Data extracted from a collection
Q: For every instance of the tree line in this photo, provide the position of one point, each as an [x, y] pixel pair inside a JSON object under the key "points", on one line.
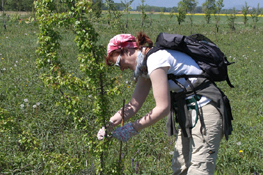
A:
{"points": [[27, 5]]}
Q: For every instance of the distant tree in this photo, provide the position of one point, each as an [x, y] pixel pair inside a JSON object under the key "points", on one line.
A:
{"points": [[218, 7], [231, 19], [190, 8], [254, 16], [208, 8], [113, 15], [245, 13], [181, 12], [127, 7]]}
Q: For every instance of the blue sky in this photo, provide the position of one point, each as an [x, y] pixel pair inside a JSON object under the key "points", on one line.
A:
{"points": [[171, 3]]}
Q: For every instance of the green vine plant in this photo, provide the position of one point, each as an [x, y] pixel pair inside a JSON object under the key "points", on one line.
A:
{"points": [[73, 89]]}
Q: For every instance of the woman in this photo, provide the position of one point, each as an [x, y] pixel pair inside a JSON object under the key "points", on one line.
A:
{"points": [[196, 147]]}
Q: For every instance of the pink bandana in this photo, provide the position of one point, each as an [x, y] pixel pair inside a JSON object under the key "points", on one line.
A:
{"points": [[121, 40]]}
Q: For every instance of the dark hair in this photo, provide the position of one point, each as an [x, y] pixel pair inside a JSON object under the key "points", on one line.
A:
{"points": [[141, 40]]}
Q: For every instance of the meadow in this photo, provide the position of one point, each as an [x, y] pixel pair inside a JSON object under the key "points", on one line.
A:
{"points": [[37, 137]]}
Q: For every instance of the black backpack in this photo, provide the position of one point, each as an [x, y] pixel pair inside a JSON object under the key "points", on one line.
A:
==
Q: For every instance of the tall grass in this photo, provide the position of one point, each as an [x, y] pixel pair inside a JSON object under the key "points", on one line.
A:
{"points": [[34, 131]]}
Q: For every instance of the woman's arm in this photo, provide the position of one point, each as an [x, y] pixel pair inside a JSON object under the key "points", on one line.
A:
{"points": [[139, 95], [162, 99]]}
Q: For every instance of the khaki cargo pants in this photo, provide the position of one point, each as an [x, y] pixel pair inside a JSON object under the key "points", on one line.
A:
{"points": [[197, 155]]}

PROBLEM TO SOLVE
From the entries above, collect every line with the string "woman" in it.

RESULT OF THE TASK
Q: For every instance of the woman in this photo, provide the position of one point, each as an [x, y] pixel pair inside a JSON object under the key "points", on one line.
Q: For every instance of the woman's arm in this photo, provide the position of one point, each as an [x, y] pixel pair inside a JSON object under the key "points", on one line.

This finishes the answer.